### Data shown
* * * * *

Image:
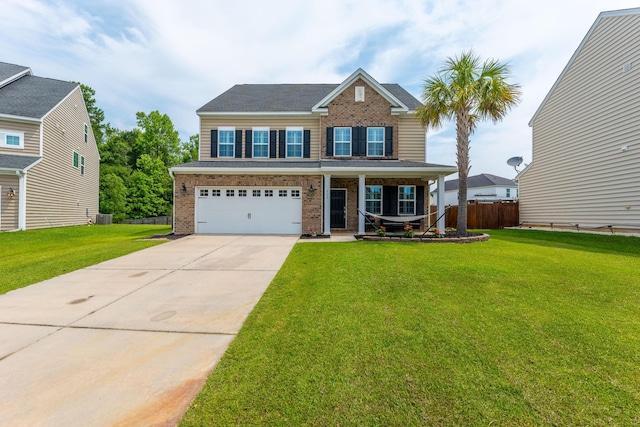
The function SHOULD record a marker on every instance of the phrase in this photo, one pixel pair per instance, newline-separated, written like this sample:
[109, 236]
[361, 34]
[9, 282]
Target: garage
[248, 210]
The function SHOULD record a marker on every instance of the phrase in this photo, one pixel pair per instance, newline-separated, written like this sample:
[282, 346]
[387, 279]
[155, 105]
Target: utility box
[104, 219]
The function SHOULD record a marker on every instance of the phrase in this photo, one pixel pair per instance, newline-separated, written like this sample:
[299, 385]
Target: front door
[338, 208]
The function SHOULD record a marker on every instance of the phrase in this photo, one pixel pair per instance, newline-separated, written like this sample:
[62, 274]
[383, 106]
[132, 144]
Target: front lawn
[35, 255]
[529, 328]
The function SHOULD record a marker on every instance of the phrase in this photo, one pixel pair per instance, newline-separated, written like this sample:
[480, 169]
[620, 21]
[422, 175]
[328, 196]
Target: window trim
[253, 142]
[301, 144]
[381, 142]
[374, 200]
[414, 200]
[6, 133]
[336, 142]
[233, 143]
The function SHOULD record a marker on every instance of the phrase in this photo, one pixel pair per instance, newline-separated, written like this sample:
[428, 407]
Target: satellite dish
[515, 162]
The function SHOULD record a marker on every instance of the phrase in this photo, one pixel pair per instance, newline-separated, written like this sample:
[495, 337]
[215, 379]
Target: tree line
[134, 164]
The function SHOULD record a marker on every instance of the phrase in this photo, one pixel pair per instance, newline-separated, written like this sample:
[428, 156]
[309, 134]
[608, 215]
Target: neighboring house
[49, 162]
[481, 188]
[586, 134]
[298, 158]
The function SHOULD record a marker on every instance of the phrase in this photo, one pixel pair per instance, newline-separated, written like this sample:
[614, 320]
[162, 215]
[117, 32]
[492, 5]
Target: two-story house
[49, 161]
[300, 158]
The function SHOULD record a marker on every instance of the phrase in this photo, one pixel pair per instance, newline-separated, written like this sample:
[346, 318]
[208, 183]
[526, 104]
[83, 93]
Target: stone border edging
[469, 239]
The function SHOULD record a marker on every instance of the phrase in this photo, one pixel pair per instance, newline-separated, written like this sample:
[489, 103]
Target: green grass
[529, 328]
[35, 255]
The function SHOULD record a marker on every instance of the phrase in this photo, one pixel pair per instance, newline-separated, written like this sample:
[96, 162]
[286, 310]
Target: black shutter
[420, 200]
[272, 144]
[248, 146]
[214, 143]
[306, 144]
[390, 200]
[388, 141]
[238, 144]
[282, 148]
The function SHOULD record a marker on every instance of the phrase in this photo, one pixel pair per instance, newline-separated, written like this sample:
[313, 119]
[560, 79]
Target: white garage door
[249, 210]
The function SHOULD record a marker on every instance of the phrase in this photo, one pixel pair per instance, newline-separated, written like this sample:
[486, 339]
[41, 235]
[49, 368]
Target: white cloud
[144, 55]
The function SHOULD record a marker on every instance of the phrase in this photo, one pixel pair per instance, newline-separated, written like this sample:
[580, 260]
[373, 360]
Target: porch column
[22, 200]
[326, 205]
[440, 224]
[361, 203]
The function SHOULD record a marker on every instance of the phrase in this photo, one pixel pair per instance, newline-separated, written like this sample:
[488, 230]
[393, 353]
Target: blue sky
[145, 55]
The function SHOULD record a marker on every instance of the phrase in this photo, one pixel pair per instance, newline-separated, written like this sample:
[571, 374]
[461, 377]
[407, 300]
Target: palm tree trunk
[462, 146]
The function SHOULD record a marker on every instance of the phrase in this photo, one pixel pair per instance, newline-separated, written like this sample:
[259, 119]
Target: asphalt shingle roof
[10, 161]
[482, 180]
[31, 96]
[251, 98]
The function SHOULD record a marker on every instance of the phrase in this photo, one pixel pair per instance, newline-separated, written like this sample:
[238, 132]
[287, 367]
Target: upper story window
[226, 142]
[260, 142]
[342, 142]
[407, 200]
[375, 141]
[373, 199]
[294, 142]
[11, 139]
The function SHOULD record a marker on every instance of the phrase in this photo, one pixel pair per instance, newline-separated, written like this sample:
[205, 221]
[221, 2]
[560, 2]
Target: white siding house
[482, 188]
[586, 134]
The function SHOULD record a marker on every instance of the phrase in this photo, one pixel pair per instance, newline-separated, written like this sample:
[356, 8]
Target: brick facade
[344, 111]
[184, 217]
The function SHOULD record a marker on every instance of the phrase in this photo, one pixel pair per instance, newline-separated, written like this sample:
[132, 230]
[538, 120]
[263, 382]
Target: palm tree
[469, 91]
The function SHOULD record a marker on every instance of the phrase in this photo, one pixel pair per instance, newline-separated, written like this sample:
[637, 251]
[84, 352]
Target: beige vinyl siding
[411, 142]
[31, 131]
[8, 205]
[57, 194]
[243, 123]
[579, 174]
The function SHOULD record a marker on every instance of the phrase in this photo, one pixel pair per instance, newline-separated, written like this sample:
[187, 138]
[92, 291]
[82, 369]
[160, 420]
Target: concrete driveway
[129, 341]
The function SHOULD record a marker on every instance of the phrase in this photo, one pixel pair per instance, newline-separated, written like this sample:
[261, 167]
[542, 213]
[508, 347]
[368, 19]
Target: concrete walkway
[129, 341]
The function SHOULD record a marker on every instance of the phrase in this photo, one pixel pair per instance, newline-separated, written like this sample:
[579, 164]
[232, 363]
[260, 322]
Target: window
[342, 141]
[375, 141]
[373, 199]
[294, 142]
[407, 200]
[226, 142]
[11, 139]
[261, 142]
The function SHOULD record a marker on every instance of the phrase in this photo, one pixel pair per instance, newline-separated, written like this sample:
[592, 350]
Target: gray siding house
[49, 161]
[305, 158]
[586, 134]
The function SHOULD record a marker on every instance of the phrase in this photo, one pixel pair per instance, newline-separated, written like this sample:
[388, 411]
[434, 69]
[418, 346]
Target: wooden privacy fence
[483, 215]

* * * * *

Output the data above in full. Skip every picture.

Image:
The function SHOULD record a marker on every instance of the phrase in this photo, one pixel pair per instance, newline-separated, written like this sample:
[109, 236]
[361, 34]
[9, 282]
Target: garage
[248, 210]
The function SHOULD record a marker on every instance of the phrase in this photo, one pixel pair per instance, newline-separated, written like this sample:
[282, 346]
[387, 279]
[155, 105]
Target: utility box
[104, 219]
The function SHOULD record a marker on every instance of the phrase in this photo, one pixel pair per instance, newline-separated, written like this sample:
[299, 385]
Target: front door
[338, 208]
The function SHOULD record a marker on every instance of the phrase in this photo, one pixel pair per instance, newline-separated, written like this sample:
[62, 274]
[383, 106]
[132, 144]
Target: front lawn
[35, 255]
[529, 328]
The function SHOULD record a marker on every instance of the phrase in this photo, one pixel pair per instance, newline-separated, written like this sample:
[480, 169]
[620, 21]
[422, 175]
[328, 196]
Target: window trim
[253, 142]
[301, 144]
[381, 142]
[374, 200]
[414, 200]
[6, 133]
[336, 142]
[233, 143]
The function SHOULD record a marker on every instance of the phrase in this photo, one pixel pair per instance, newline-separated, written like this sample:
[428, 407]
Target: satellite dish
[515, 162]
The function SHOULD record a marker on every instance of the phrase in this photo, one pixel pair per instance, newline-separated, written like this sample:
[495, 337]
[215, 379]
Target: tree line
[134, 164]
The function SHOULD record a marker on every instance of the phrase in this photo, one pixel pair per instance, newline-separated, written like this sample:
[428, 156]
[309, 134]
[608, 215]
Target: neighboring house
[49, 162]
[481, 188]
[586, 134]
[298, 158]
The function SHOULD record a marker on every instance of the phrase in this photo, one pixel pair per instance, newline-separated, written like this sample:
[614, 320]
[162, 215]
[117, 32]
[492, 5]
Target: two-story house
[49, 161]
[300, 158]
The function SHOULD record a marker on every instance of the phrase in this photo, one pixel pair per instance, newline-separated, written like this sample:
[346, 318]
[208, 183]
[526, 104]
[83, 93]
Target: stone border edging
[469, 239]
The function SHOULD record a marker on every instance of the phrase in this photo, one pixel pair per instance, newline-separated, written like this sample:
[489, 103]
Target: green grass
[529, 328]
[35, 255]
The function SHOULD record a marker on every instance of the phrase in this photo, one pixel pair per instance, newline-separated, written like this sample:
[96, 162]
[286, 310]
Target: black shutter
[420, 200]
[272, 144]
[248, 146]
[214, 143]
[306, 144]
[390, 200]
[388, 141]
[238, 144]
[282, 148]
The function SHOULD record a marker on every instance of the phrase in this photo, one pixel pair per instance, newline-separated, written like this sample:
[313, 119]
[560, 79]
Target: white garage door
[249, 210]
The function SHOULD record a marker on every instance of the phrase in this photo, one pixel pair per instance, newline-separated, written like this sample:
[486, 339]
[41, 235]
[49, 368]
Target: white cloud
[144, 55]
The function SHOULD record a marker on every instance of the phrase in this photo, one pixel pair per instance, newline-separated, written like this sample:
[580, 260]
[373, 360]
Target: porch column
[22, 200]
[326, 205]
[440, 224]
[361, 203]
The function SHOULD record a marker on every instance of the phrase in this photo, one pixel pair per instance, newline-separated, written like this sample:
[488, 230]
[393, 353]
Target: blue sky
[145, 55]
The function SHOULD record a marker on every instance of the phrase in this photo, one pixel pair per instance, newline-separated, written like this sample:
[571, 374]
[461, 377]
[407, 300]
Target: palm tree trunk
[462, 146]
The function SHOULD record a marker on every instance of the phrase in this photo, one pixel pair per instance, newline-separated, written like this sample:
[259, 119]
Target: asphalt shingle roof
[10, 161]
[482, 180]
[31, 96]
[251, 98]
The function SHOULD record a marker on every instance of the phrase in this photo, one pixel pair per instance, newline-separated, written like this sample:
[238, 132]
[287, 367]
Target: upper story window
[226, 142]
[260, 142]
[342, 142]
[407, 200]
[375, 141]
[373, 199]
[294, 142]
[11, 139]
The function SHOULD record a marker on every instance of the phrase in this photo, one pixel pair per instance, newline-separated, written like this sample:
[205, 221]
[221, 2]
[560, 2]
Target: white siding house
[482, 188]
[586, 134]
The function SHOULD record a marker on every instance of the phrase in this photo, one pixel pair per instance, newline-separated, written like this sample:
[356, 8]
Target: brick facade
[344, 111]
[184, 217]
The function SHOULD record a marker on every instance of the phrase in this photo, one pixel pair per instance, newline-separated, written like this sample:
[132, 230]
[538, 120]
[263, 382]
Target: palm tree
[469, 91]
The function SHOULD record a marker on every instance of the phrase in this photo, one pixel pair per instance, newline-separated, written like this sample:
[637, 251]
[84, 352]
Target: beige vinyl siding
[411, 142]
[31, 131]
[8, 205]
[57, 194]
[243, 123]
[579, 174]
The function SHOULD record a marker on every instance of the phrase in this photo, one pixel pair per instance, newline-separated, written like this sample:
[187, 138]
[92, 291]
[82, 369]
[160, 420]
Target: concrete driveway
[129, 341]
The function SHOULD record a marker on every instance of the phrase in this photo, one pixel pair per instance, newline-separated, written like this sample:
[261, 167]
[542, 213]
[508, 347]
[368, 19]
Target: concrete walkway
[129, 341]
The function SHOULD record a marker on every instance of the phrase in this photo, one pixel pair per instance, newline-separated, written like this sample:
[579, 164]
[232, 363]
[260, 322]
Target: window
[342, 141]
[375, 141]
[373, 199]
[294, 142]
[407, 200]
[226, 142]
[11, 139]
[261, 142]
The function SHOULD record a marker on every instance of the phrase in this photo, one pixel pair per instance, newline-separated, written like this sample:
[592, 350]
Target: gray siding house
[49, 161]
[305, 158]
[586, 134]
The function SHOULD record a marker on every instance of the phrase in this photo, one pixel pair per instance, newline-separated, written like this sample:
[388, 411]
[434, 69]
[418, 346]
Target: wooden privacy fence
[483, 215]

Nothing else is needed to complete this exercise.